** PAGE TEXT follows **

For example Car Width = .912+.0.022+0.06^2 = 0.8321x100 = 83%
With PC1, PC2 and PC3 we retained 83% of information of the variable Curbweight, and lost 17%.
print(PComponents$var$contrib)
## Dim.1 Dim.2 Dim.3
## wheelbase 13.5488920 8.79019347 0.4387672
## curbweight 17.4833808 0.22711540 0.1048689
## carlength 16.1814897 1.80752443 0.7831144
## carwidth 15.7184437 0.03437651 0.3940783
## carheight 2.6625411 32.20970270 11.3376846
## enginesize 13.6648891 6.03479498 1.8823002
## boreratio 9.5814951 2.52055862 5.4775387
## stroke 0.6242777 0.54232038 68.3892367
## compressionratio 0.4673535 27.04605664 11.0907821
## horsepower 10.0672373 20.78735688 0.1016289
Percentage information contributions of each variable to each Component
For example: the Variable Curbweight contributed 17.4% of information to dimension 1
fviz_pca_var(PComponents,
repel = TRUE)
We can see the coordinates of each variable with their weighting contribution
fviz_pca_biplot(PComponents)
Combination of coordinates of each unit in the sample and their weight
For example we can see that unit 130 is likely to be a powerful car.
head(PComponents$ind$coord)
## Dim.1 Dim.2 Dim.3
## 1 -1.3861096 -2.1859208 -0.9463190
## 2 -1.3861096 -2.1859208 -0.9463190
## 3 -0.3883140 -1.0203233 1.4124103
## 4 -0.2384437 0.4636708 0.3160968
## 5 0.4764623 -0.1714430 0.2883191
## 6 0.1382168 -0.2718164 0.4599246
Coordinates of each unit in the sample.
#instering components into dataframe
mydata1$PC1 <- PComponents$ind$coord[ , 1]
mydata1$PC2 <- PComponents$ind$coord[ , 2]
mydata1$PC3 <- PComponents$ind$coord[ , 3]
head(mydata1, 3)

** End of PAGE TEXT **
** SOURCE INFORMATION follows **

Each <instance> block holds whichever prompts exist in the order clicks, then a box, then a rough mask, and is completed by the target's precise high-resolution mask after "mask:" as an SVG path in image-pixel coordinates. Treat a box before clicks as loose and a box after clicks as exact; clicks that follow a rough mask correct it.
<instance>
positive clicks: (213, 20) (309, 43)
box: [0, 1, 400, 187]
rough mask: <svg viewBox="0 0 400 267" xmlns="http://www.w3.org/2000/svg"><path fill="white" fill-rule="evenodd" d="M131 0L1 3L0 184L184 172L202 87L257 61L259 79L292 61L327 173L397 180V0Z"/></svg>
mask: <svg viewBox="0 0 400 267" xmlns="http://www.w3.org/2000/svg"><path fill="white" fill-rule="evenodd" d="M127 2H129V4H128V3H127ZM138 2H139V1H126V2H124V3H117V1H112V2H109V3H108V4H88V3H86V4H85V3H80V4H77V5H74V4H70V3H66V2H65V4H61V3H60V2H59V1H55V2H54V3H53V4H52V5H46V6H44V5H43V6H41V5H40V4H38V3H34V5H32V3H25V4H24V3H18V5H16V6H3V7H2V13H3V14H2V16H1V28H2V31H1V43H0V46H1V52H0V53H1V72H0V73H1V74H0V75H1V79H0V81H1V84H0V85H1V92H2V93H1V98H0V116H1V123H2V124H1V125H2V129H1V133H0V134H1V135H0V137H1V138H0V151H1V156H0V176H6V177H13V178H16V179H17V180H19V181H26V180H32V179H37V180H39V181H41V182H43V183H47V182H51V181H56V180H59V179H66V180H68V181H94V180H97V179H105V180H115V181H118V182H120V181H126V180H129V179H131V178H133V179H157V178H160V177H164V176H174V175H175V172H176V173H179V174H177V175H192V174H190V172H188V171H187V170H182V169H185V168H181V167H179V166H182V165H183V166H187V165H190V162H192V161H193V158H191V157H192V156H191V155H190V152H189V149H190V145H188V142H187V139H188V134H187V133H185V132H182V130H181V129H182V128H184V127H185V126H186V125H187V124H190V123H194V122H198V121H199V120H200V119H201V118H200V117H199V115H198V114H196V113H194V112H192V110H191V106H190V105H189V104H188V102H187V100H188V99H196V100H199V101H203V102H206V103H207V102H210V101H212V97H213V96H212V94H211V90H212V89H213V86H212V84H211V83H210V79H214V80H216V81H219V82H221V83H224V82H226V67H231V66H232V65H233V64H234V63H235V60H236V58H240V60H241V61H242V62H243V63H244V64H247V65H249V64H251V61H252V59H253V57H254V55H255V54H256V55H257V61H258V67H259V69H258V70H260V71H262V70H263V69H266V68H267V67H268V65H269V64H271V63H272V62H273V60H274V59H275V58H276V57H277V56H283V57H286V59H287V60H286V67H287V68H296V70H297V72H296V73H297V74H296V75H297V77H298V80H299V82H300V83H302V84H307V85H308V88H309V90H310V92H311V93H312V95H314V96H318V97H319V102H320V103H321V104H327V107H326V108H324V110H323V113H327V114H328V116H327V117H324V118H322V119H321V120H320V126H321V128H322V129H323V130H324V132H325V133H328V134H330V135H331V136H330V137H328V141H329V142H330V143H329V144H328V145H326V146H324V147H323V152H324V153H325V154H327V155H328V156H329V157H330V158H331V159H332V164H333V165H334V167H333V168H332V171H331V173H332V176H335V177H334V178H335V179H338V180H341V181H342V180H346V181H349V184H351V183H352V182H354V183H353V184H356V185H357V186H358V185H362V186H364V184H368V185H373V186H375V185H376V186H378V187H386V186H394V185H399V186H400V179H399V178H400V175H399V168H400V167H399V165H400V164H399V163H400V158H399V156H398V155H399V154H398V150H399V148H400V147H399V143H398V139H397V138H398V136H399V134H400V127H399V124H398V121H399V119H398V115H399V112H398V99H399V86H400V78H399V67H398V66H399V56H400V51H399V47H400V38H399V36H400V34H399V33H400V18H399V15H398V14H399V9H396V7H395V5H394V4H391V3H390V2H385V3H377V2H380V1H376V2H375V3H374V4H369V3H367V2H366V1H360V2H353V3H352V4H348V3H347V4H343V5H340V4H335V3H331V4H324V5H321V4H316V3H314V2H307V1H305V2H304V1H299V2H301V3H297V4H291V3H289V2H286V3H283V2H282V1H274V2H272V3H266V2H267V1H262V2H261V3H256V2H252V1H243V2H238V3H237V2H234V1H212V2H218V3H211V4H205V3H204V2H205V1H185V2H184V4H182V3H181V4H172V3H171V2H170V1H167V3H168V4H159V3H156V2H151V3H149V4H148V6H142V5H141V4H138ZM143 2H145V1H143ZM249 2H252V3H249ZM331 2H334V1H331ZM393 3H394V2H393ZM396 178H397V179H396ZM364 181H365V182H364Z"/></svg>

** End of SOURCE INFORMATION **

• REQUIRED ACTIONS:
1. In the contribution table of the principal component analysis text, which variables contribute more than 13 percent to Dim.1?
2. Resume the principal component analysis text, starting right after its final line.

• OUTPUTS IN ORDER:
1. wheelbase, curbweight, carlength, carwidth, enginesize

2.
## car_ID price fueltype wheelbase carlength carwidth carheight curbweight enginesize boreratio stroke compressionratio
## 1 1 13495 gas 88.6 168.8 64.1 48.8 2548 130 3.47 2.68 9
## 2 2 16500 gas 88.6 168.8 64.1 48.8 2548 130 3.47 2.68 9
## 3 3 16500 gas 94.5 171.2 65.5 52.4 2823 152 2.68 3.47 9
## horsepower fuelTypeF PC1 PC2 PC3
## 1 111 Gas -1.386110 -2.185921 -0.946319
## 2 111 Gas -1.386110 -2.185921 -0.946319
## 3 154 Gas -0.388314 -1.020323 1.412410
#checking the correlation between components, must be 0
cor(x=mydata1$PC1, y=mydata1$PC2)
## [1] 6.837024e-16
The correlation is 0
the Components are orthogonal.
Conclusion
Principal components method was performed on 10 standardized variables (n= 205). The KMO measure confirms the appropriateness of the variables, KMO = 0.86
The MSA statistics for the individual variables are above 0.50 for three variables, and for the Compression Ratio intelligence variable it is only 0.46, but we left it in the analysis as it is very close to .5. Based on the Scree Plot and Kaiser-Guttman criterion, it makes the most sense to retain the first three principal components, which together summarize 81% of the information in the original 10 variables.
Based on the weighting of the principal components, we conclude that PC1 (𝜆1 = 5.32371235) represents the overall size of a car, while PC2 (𝜆2 = 1.65121648) represents power output and PC3 (𝜆2 = 1.14385156) represents the qualities of a passenger vehicle.